WHAT THE TASK ASKS: Your task is to print every entry below exactly as given.
§
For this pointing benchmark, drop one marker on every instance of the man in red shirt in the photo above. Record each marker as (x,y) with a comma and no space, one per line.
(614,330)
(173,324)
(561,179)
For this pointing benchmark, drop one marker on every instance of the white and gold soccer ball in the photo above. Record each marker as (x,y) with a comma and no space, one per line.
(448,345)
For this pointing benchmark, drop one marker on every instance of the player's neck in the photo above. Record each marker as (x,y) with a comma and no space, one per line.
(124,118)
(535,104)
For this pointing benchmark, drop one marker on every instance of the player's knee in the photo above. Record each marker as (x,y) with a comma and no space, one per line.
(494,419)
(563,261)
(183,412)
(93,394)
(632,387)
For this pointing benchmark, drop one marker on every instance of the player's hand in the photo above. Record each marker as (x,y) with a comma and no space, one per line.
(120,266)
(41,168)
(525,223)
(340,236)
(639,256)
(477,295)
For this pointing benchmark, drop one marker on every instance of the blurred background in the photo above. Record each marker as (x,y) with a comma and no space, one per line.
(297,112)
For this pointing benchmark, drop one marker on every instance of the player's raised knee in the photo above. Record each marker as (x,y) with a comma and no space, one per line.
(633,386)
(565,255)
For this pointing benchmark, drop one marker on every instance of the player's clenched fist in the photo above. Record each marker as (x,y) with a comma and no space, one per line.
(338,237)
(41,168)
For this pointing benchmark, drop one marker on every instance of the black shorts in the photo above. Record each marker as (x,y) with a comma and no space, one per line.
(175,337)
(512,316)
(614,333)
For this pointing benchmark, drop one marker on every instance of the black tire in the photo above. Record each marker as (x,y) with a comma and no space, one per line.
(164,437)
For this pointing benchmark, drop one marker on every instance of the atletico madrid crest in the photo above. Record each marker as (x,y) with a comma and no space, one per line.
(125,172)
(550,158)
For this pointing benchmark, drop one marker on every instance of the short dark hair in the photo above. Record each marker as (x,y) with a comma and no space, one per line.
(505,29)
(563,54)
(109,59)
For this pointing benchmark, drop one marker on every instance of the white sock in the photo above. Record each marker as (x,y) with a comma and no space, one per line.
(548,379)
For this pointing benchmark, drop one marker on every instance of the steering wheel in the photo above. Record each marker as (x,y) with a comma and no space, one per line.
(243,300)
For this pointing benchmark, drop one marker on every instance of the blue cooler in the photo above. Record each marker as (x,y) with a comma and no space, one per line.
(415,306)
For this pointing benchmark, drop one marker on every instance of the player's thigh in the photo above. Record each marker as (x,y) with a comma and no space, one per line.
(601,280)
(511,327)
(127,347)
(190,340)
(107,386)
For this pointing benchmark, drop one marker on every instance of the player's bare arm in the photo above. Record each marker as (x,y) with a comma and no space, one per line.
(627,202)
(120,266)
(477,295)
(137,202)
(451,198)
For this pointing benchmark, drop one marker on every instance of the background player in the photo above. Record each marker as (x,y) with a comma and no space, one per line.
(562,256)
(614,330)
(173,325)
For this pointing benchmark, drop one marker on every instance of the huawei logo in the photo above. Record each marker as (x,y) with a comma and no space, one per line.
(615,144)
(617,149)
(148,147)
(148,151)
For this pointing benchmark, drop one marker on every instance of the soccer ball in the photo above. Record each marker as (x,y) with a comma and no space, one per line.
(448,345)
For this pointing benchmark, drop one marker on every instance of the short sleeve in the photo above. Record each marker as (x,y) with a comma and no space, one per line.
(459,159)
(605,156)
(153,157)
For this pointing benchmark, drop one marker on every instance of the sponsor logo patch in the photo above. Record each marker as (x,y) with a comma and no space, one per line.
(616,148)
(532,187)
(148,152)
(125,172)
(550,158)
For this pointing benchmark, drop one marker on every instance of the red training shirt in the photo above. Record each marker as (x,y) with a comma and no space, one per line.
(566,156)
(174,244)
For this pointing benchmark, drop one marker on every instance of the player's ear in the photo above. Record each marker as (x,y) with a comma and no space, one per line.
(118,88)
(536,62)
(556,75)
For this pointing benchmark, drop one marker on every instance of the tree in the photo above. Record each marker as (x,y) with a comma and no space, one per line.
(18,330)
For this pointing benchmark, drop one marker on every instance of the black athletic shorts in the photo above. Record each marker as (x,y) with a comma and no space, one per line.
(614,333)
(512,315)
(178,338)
§
COMPLETED TASK:
For this pointing benchmark, drop one marker on every instance of the man in red shirt in the photo above. Record each marker as (x,y) with a comma and no space, one per line.
(614,330)
(173,324)
(561,179)
For this pointing benchmark, drop one marker on every instance of the white and gold soccer ball in the photo above. Record each marker as (x,y) with a comma and no space, one per line.
(448,345)
For this pointing benchmark, drop one marker on every instance of the player's neck in the photo above. Record each marker as (x,y) with a comma and no space, one per line.
(124,118)
(535,104)
For this pointing benchmark, drop one marker on every instance of the player's knee in the photo above. Record each marker as (x,y) with a comma and no space, one per line.
(494,419)
(563,261)
(183,412)
(93,394)
(632,387)
For this pointing benchmark, drop one marker on every instance of the player's hand in the photo above. Record each marker as (x,y) with a comma and no space, one per line.
(120,266)
(41,168)
(525,223)
(340,236)
(639,256)
(477,295)
For this pointing benchmark, drop one marker on every instance of the blurred background in the photo above. Record each marker as (x,y) with a comma and no space, one per line.
(297,112)
For this pointing benchmark, drop one marker on every instance of the player's raised knee in the photo above. Record each marker as (x,y) with a comma and no space, one per line.
(633,386)
(565,255)
For this pointing benchmark, drop one marker on every instance of the player's clenched fist in the photo above. Record each marker as (x,y) with a comma and no space, one per line.
(338,237)
(41,168)
For this pointing benchmark, drop one marker on every instance of the black shorts in the photo above. Record each marker as (x,y) with a comma and no space, one per line.
(175,337)
(512,316)
(614,333)
For this pointing benchmark, drop one marker on every instance of the black tire in the photo above. Record each marker as (x,y) with a comma and no space, one per line.
(164,437)
For this pointing benchmark, drop one marker on every instance of the atletico madrid crest in the photo above. Record each marker as (x,y) with a comma and no space, one per line.
(125,172)
(550,158)
For this pointing benchmark, drop one marker on every instance of the short dark hair in the photo above. Record each marker as (x,y) with a comma and no space, one per line.
(505,29)
(563,54)
(109,59)
For this pointing benchmark, drop one marker on every instance of the white sock in the photo above. Record each marker as (x,y) with a comma and no space, one per line.
(548,379)
For this pointing benchmark, drop one marker on every instance of the steering wheel in the photo above. Record each marker as (x,y) with a comma and no space, one per line.
(243,300)
For this pointing benchmark, drop one marker on every instance of the blue cooler in the photo above. Record each marker as (x,y) with a comma and no space, one per line.
(415,306)
For this pointing benchmark, drop one marker on every instance of the player's thigh in the photo above. Record each marker as (x,y) with a comma and no space, one per line.
(601,280)
(511,327)
(127,347)
(190,340)
(107,386)
For this pointing benchmark, drop one marker on every instance of the player's bare arm in the photo above. Record each marker as (x,y) with a comma and no space, one per line.
(627,202)
(120,266)
(477,295)
(137,202)
(451,198)
For this pointing benchmark, drop one marker on every instance of the background player in the photo above. Record each marker as (x,y) with a comma and no space, one per line.
(562,256)
(614,330)
(173,325)
For this pointing benchmark, drop one marker on every instance of the huawei logo in the photo above. Record each marker as (x,y) with a comma and no space, one per line.
(615,144)
(617,149)
(148,147)
(148,151)
For this pointing benchmark, drop one marker on every instance of the soccer ball in the photo above. Record each marker as (x,y) with a comma and no space, one per line.
(448,345)
For this pointing benchmark, drop one marker on every instance of the short sleeve in the photo above. Record each marker as (x,y) with a comma and no space, one per line.
(459,159)
(605,156)
(153,157)
For this pointing benchmark, drop one marker on every instance of the sponsor logo patch in the photo above. Record each marker as (x,y) with a comma and no space, one per line.
(616,148)
(532,187)
(148,152)
(125,172)
(550,158)
For this pointing benchmark, drop one marker on every instance of the red training shirt in the photo above. Record each marker as (x,y) with a comma and no space, one per line.
(566,156)
(174,244)
For this pointing benchmark, drop one marker on every instance of the player's ear in the photo above. Record each marker as (x,y) with a comma and no space, one per line.
(118,88)
(536,62)
(556,75)
For this pointing benchmark, drop one marker on every instance of the tree in the photo above. Record each marker as (x,y) with a comma and no space, one per line.
(18,330)
For this pointing benchmark, drop one marker on every instance of the black athletic shorts in the photo above. Record each marker as (x,y) with a comma and no space, one per line.
(614,333)
(512,315)
(178,338)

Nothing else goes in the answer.